* _Extrait choisi_:

****************************************

Haïti. Enlèvement des religieux : un déni d’humanité

Ils ont nom Michel Briand, 64 ans, prêtre originaire de l’Ille-et-Vilaine et Agnès Bordeau, 81 ans, religieuse originaire de Mayenne.

Ils ont été kidnappés avec d’autres religieux dimanche 11 avril, à La Croix-des-Bouquets, en Haïti. Un million de dollars (841 000 euros) est exigé pour leur remise en liberté.

Le Parquet a annoncé, mercredi, qu’une enquête était ouverte à Paris pour « enlèvement et séquestration en bande organisée. » 

L’enquête a été confiée à l’Office central de lutte contre le crime organisé (OCLCO), a précisé le parquet de Paris, compétent pour des crimes commis à l’étranger envers des citoyens français. 

« Il y a quand même un paradoxe
dans ce pays… »

Jean-Marie Théodat

« Il faudrait vraiment un nouveau contrat social en Haïti, plaide Jean-Marie Théodat, maître de conférences à l’Université Paris 1 Panthéon-Sorbonne, dans le quotidien Le Midi Libre. Il y a quand même un paradoxe dans ce pays qui s’est libéré de l’esclavage, le premier dans toute l’histoire de l’humanité, et se retrouve aujourd’hui à reproduire le modèle d’un trafic d’humains qui reproduit à l’identique les captures de négriers en Afrique pour les vendre en Amérique. La seule différence, c’est qu’on n’a pas à traverser, le commerce se fait sur place. Mais c’est la même indignité. C’est le même déni d’humanité qui nous frappe.»

Ce qui choque l’observateur, c’est la banalisation de ces kidnappings commis par des bandes ou gangs organisés. Dans une impunité d’autant plus relative que les personnes kidnappées peuvent être des notables, des religieux, des gens ramassés dans la rue… mais aussi des opposants politiques, des chefs d’entreprises qui en gênent d’autres… 

Ecolières enlevées,
violées, assassinées

Les mots de Jean-Marie Théodat peuvent être difficiles à entendre. Pourtant, ils illustrent parfaitement la réalité des kidnappings et des cruautés qui les entourent.

****************************************

* _Lignes de données_:
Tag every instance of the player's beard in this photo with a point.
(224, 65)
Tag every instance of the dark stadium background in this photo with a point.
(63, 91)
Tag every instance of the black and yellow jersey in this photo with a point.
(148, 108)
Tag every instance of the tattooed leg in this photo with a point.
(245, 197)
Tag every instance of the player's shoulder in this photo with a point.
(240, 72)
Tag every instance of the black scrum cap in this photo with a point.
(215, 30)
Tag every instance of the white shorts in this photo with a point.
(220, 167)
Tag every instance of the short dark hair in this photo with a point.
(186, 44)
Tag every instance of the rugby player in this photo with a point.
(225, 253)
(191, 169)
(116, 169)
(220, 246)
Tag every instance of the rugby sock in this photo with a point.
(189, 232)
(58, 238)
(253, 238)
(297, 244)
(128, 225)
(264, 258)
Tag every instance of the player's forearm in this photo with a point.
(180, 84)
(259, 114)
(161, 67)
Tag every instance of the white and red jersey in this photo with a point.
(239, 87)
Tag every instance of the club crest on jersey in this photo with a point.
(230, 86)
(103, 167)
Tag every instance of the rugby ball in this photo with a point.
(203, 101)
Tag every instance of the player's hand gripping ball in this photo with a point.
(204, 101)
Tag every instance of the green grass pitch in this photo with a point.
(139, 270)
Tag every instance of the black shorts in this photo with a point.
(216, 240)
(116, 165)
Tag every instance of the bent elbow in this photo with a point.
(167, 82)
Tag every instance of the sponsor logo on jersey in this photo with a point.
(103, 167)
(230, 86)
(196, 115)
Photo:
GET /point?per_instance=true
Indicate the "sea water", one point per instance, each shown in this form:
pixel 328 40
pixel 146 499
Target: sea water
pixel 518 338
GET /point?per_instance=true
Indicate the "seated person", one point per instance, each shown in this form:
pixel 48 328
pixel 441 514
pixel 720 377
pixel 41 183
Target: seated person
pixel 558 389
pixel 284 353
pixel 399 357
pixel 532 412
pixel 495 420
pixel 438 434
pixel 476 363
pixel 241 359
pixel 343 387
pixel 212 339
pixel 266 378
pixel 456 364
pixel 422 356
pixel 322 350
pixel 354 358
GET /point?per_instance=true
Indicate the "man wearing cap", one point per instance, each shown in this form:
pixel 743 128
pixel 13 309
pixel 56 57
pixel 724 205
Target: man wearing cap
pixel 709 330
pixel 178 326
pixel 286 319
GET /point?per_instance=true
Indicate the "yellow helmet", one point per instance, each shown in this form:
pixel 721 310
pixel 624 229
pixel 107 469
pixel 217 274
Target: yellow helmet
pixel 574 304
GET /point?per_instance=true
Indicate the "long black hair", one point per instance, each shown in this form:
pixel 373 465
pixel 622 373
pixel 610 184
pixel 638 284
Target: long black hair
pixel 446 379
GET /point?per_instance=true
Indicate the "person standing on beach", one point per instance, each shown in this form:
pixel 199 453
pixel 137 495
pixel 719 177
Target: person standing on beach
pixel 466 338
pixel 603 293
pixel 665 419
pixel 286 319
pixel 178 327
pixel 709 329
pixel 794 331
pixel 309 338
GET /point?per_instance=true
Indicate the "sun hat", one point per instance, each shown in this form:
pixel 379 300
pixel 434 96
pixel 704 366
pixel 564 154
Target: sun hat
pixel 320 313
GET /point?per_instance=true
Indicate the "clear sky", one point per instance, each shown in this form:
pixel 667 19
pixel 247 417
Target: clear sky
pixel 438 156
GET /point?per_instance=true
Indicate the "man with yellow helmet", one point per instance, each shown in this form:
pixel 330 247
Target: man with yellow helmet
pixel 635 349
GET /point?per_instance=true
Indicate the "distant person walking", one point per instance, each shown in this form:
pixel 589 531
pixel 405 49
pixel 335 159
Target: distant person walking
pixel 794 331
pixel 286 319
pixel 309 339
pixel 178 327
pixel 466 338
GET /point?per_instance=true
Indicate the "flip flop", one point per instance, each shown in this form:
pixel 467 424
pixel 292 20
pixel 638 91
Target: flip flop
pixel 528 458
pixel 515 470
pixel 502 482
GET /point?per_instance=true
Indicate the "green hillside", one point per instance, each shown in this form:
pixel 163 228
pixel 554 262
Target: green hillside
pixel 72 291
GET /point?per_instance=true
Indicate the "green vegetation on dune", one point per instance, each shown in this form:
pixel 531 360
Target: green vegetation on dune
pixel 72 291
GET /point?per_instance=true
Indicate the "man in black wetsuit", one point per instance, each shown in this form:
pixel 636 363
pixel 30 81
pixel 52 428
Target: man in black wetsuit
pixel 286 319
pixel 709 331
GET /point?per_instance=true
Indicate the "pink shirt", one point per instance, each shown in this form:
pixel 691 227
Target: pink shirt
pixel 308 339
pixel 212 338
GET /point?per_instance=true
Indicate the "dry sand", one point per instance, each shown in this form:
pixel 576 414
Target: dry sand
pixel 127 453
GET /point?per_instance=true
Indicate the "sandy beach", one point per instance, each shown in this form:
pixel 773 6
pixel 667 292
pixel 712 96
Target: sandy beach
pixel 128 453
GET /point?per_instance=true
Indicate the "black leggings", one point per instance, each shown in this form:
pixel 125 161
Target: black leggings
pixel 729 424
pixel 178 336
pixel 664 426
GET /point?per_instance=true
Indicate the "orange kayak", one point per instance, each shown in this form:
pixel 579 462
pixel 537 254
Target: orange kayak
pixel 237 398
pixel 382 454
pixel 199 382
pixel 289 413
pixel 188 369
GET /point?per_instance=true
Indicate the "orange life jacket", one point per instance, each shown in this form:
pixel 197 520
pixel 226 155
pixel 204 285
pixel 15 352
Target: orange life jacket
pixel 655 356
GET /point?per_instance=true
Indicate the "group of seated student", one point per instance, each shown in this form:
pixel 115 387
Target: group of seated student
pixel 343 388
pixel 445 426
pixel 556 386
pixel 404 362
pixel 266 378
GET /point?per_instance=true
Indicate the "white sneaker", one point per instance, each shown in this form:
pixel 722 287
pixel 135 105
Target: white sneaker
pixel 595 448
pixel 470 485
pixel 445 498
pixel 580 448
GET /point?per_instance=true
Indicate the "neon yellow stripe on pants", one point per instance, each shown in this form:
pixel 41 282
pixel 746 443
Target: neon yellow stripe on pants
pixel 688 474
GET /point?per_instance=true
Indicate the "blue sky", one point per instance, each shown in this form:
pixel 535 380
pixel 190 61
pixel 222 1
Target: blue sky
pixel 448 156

****************************************

* _Objectif fixé_: Recopiez mot pour mot, s'il vous plaît, le passage de l'article sur l'enlèvement des religieux en Haïti, en commençant par « Ils ont été » et en allant jusqu'à « remise en liberté. ».

* _Réponse attendue_:
Ils ont été kidnappés avec d’autres religieux dimanche 11 avril, à La Croix-des-Bouquets, en Haïti. Un million de dollars (841 000 euros) est exigé pour leur remise en liberté.